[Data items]

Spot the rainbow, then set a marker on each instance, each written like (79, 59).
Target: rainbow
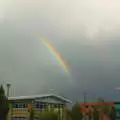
(56, 55)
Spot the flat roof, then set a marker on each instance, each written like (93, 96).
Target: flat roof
(38, 96)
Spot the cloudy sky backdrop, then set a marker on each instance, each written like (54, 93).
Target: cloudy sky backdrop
(85, 32)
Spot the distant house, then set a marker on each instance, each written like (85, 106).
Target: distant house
(21, 106)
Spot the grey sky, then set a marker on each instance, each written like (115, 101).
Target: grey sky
(85, 32)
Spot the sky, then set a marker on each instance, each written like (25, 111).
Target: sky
(85, 32)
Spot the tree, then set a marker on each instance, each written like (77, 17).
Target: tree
(50, 115)
(76, 113)
(32, 114)
(3, 104)
(95, 114)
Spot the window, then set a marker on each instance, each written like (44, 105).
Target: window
(24, 105)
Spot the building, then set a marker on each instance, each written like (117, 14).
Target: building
(21, 106)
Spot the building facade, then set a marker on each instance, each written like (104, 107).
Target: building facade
(20, 107)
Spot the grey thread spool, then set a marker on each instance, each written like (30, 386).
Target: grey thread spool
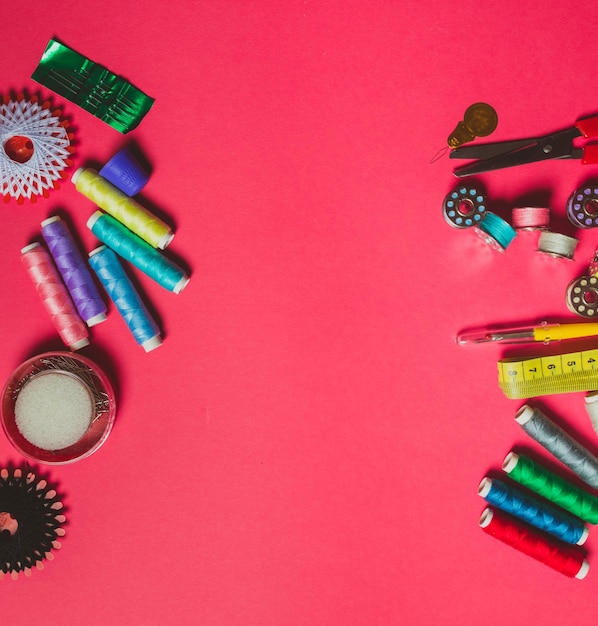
(559, 443)
(557, 245)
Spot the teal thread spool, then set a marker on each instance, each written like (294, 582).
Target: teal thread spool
(534, 510)
(551, 486)
(497, 233)
(139, 253)
(119, 287)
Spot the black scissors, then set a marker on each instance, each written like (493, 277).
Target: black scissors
(501, 154)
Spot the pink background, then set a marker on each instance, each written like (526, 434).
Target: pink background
(305, 448)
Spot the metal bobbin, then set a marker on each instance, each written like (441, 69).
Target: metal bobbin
(464, 207)
(557, 245)
(497, 233)
(582, 296)
(531, 218)
(582, 207)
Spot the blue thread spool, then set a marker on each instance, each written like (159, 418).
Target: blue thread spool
(139, 253)
(74, 271)
(497, 233)
(119, 287)
(464, 207)
(125, 172)
(534, 510)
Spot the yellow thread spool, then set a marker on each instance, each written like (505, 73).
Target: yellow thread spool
(123, 208)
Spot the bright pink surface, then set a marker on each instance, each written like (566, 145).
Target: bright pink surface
(305, 448)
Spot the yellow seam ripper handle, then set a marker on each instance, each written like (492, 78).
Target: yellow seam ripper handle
(558, 332)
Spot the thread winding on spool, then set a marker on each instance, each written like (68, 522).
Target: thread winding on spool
(582, 207)
(582, 296)
(106, 265)
(130, 213)
(565, 559)
(54, 296)
(557, 245)
(552, 486)
(140, 254)
(31, 521)
(497, 233)
(591, 404)
(530, 218)
(125, 172)
(559, 443)
(464, 207)
(74, 270)
(535, 511)
(35, 148)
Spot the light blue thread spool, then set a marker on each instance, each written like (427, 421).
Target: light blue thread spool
(559, 443)
(119, 287)
(497, 233)
(139, 253)
(534, 510)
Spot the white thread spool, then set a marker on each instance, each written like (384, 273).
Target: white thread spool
(557, 245)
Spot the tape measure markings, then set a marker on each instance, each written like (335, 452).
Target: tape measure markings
(535, 376)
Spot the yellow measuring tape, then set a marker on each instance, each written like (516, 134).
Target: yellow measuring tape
(546, 375)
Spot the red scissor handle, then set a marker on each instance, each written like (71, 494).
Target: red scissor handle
(588, 126)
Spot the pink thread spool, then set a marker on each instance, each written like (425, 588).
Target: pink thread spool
(530, 218)
(54, 296)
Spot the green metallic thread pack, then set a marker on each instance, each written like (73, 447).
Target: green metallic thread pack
(91, 86)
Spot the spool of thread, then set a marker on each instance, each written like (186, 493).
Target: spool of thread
(582, 296)
(552, 486)
(559, 443)
(530, 218)
(565, 559)
(496, 232)
(582, 207)
(128, 302)
(125, 172)
(140, 254)
(464, 207)
(54, 296)
(126, 210)
(74, 270)
(557, 245)
(535, 511)
(591, 402)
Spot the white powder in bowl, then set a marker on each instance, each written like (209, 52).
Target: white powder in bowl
(53, 410)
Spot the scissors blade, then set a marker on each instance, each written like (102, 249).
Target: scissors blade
(489, 150)
(556, 146)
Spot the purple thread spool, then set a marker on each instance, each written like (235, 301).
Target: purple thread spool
(74, 271)
(124, 171)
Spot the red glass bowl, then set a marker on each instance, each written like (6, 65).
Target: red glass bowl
(91, 376)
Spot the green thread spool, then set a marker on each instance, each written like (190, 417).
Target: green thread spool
(551, 486)
(123, 208)
(139, 253)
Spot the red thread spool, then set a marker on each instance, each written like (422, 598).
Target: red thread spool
(564, 559)
(55, 296)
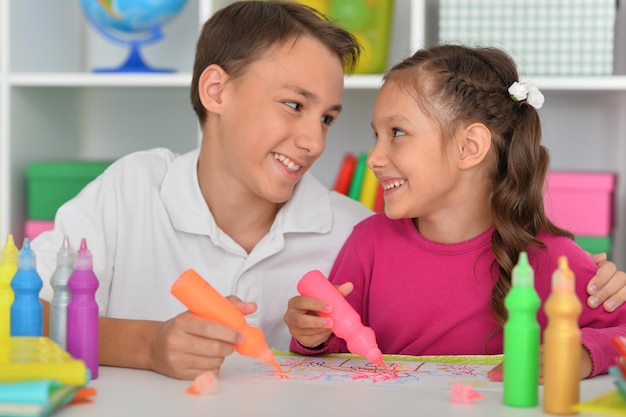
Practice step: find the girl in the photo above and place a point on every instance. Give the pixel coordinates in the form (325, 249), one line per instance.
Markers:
(459, 155)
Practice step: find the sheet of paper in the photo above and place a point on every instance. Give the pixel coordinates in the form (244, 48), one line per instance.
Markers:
(416, 372)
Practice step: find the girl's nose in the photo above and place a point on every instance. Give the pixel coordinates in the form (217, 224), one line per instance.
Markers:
(376, 159)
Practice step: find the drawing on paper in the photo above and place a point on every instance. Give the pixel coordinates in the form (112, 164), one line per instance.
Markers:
(401, 371)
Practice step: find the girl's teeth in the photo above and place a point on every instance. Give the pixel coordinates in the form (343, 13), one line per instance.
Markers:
(394, 184)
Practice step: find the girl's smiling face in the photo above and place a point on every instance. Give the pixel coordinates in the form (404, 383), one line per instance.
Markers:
(410, 158)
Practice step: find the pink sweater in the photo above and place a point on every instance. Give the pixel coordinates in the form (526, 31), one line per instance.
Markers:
(427, 298)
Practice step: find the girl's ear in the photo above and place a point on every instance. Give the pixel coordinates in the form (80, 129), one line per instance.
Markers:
(474, 145)
(211, 87)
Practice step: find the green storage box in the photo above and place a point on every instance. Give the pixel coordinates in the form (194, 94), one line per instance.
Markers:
(595, 244)
(50, 184)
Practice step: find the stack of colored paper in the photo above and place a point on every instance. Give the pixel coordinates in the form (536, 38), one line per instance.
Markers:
(358, 182)
(37, 376)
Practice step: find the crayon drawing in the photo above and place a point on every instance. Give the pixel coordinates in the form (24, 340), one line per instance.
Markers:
(402, 371)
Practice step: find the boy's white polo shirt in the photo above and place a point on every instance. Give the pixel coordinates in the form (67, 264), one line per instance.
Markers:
(145, 222)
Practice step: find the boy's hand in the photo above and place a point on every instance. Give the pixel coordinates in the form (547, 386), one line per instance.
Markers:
(187, 345)
(608, 285)
(304, 322)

- _EXERCISE PROMPT_: Return every entry unchanged and skip the pictures.

- _RESPONSE FOR THIS EXERCISE_:
Spot the rainbow, then set a marker on each instance, each written like (79, 59).
Target: rainbow
(56, 55)
Spot the flat roof, then set a marker on each instance, each written like (93, 96).
Target: flat roof
(38, 96)
Spot the cloudy sky backdrop, then set a marker on each instance, each written like (54, 93).
Target: cloudy sky backdrop
(85, 32)
Spot the distant house, then set a marker on each instance, each written like (85, 106).
Target: distant house
(21, 106)
Spot the grey sky, then set a marker on each instance, each written like (115, 101).
Target: grey sky
(85, 32)
Spot the sky, then set a marker on each instance, each written like (25, 111).
Target: sky
(85, 32)
Spot the tree, then set a marker on each instance, each written like (77, 17).
Target: tree
(50, 115)
(76, 113)
(32, 114)
(3, 104)
(95, 114)
Spot the window, then set a marker on each instance, each written like (44, 105).
Target: window
(24, 105)
Spot the building, then set a marker on each instance, each written like (117, 14).
Target: building
(21, 106)
Spot the building facade, then set a marker on each instance, each written like (104, 107).
Target: building facade
(20, 107)
Spot the grey thread spool, then set a marker on each instance, each written like (30, 386).
Target: grey thread spool
(559, 443)
(557, 245)
Spot the teal thread spool, then set a marker on each instance, each written like (294, 582).
Target: teal thread spool
(534, 510)
(551, 486)
(497, 233)
(139, 253)
(119, 287)
Spot the black scissors, then set a marker on each instance, each written like (493, 277).
Target: black scissors
(501, 154)
Spot the pink background, then set a marker on each instance, each written like (526, 434).
Target: pink background
(305, 448)
Spot the metal bobbin, then set a marker on each instance, each written like (441, 69).
Target: metal bobbin
(464, 207)
(557, 245)
(497, 233)
(582, 296)
(531, 218)
(582, 207)
Spot the blue thread spool, then set a marker on each instance, each written like (159, 418).
Target: blue thread spool
(139, 253)
(74, 271)
(497, 233)
(119, 287)
(464, 207)
(125, 172)
(534, 510)
Spot the yellow thread spool, then set a marker on each instance, each written like (505, 73).
Target: yellow thread spool
(123, 208)
Spot the bright pink surface, then set a marker on each instance, each written like (566, 145).
Target: bright pink surface
(305, 448)
Spot the yellow seam ripper handle, then set a marker on each instance, each written like (492, 78).
Target: yellow seam ripper handle
(558, 332)
Spot the thread winding on spool, then set a marker on each instance, each written like (68, 522).
Target: thread winding on spool
(582, 207)
(582, 296)
(106, 265)
(130, 213)
(565, 559)
(54, 296)
(557, 245)
(552, 486)
(140, 254)
(31, 521)
(497, 233)
(591, 404)
(530, 218)
(125, 172)
(559, 443)
(464, 207)
(74, 270)
(535, 511)
(35, 148)
Spot the light blue thread spool, then set a marker on each instance, each written like (427, 421).
Target: light blue thread spool
(559, 443)
(119, 287)
(497, 233)
(139, 253)
(534, 510)
Spot the white thread spool, then set a marker on each instance, each written like (384, 273).
Target: white thread spool
(557, 245)
Spot the tape measure markings, then set a marker on each instance, each written like (335, 452).
Target: tape measure markings
(535, 376)
Spot the yellow measuring tape, then set a marker on each instance, each written like (516, 134).
Target: yellow measuring tape
(546, 375)
Spot the red scissor handle, then set a marker on each instance, each written like (71, 494).
Target: red scissor handle
(588, 126)
Spot the pink thread spool, then set a marker on each instance, each written like (425, 588).
Target: pink thread spool
(530, 218)
(54, 296)
Spot the green metallic thread pack, then set a marker on each instance, each written like (73, 447).
Target: green metallic thread pack
(91, 86)
Spot the spool of thread, then set a marker on each instance, each written like (186, 493).
Target: spool of thread
(582, 296)
(552, 486)
(559, 443)
(530, 218)
(565, 559)
(496, 232)
(582, 207)
(128, 302)
(125, 172)
(140, 254)
(464, 207)
(54, 296)
(126, 210)
(74, 270)
(557, 245)
(535, 511)
(591, 402)
Spot the white powder in bowl, then set a marker on each instance, each written like (209, 52).
Target: white powder in bowl
(53, 410)
Spot the scissors blade, then set a marker on each instance, each written like (102, 249).
Target: scissors blade
(489, 150)
(556, 146)
Spot the purple thread spool, then set a marker on each instance, each written like (235, 301).
Target: purple thread spool
(74, 271)
(124, 171)
Spot the red glass bowl, then set a marker on each instance, each written like (6, 65).
Target: red glass bowl
(91, 376)
Spot the green thread spool, then set a marker on each instance, each written like (190, 417).
Target: green thread spool
(551, 486)
(123, 208)
(139, 253)
Spot the red thread spool, then set a marker on each instance, each written like (422, 598).
Target: red thread spool
(564, 559)
(55, 296)
Practice step: find the girl in the photo above and place a point on every instance. Give the pixel coordinates in the form (325, 249), one line per instance.
Markers:
(459, 155)
Practice step: find the sheet of paper in the photo above and place a point on every instance. Give the pixel coordinates in the form (244, 48), one line per instance.
Markers:
(416, 372)
Practice step: find the girl's nose in the photo above and place a point on every instance. Give the pixel coordinates in the form (217, 224), one line per instance.
Markers:
(376, 159)
Practice step: find the drawing on paper in the photo above and place a point on every instance. Give the pixel coordinates in the form (112, 164), one line per instance.
Markers:
(401, 371)
Practice step: find the girl's teeth in the photo above and place a point on every instance. Give the pixel coordinates in the form (343, 13), one line per instance.
Markers:
(394, 184)
Practice step: find the girl's smiling face in the photo above and place a point on every instance. Give the pixel coordinates in the form (404, 383), one line per instance.
Markers:
(410, 158)
Practice step: find the pink sweater in the photo above and place a point on every instance. Give the pixel coordinates in the form (526, 31), one line per instance.
Markers:
(427, 298)
Practice step: find the girl's ear in the photo above and place a point on every instance. Give the pixel coordinates in the form (80, 129), one line per instance.
Markers:
(474, 145)
(211, 87)
Practice step: find the green storage box in the photo above and place a point on every instance. Give the pixel coordinates in the form (194, 94), one line per instance.
Markers:
(595, 244)
(50, 184)
Practice step: find the stack of colored paper in the photo above and place a point on every instance. Give the pixel coordinates in the form (536, 38), one line per instance.
Markers:
(358, 182)
(37, 376)
Practice step: find the crayon drawing in the photo above and place a point on every instance. Give the pixel coordinates in the form (24, 340), one line per instance.
Markers:
(402, 371)
Practice step: find the boy's white polo shirt in the photo above and place a point on every instance. Give the pixel coordinates in the form (67, 264), one line per instance.
Markers:
(145, 222)
Practice step: find the boy's hand in the photo above and place a point on every instance. Give the pixel coordinates in the form (547, 386), one line per instance.
Markers:
(187, 345)
(608, 285)
(304, 322)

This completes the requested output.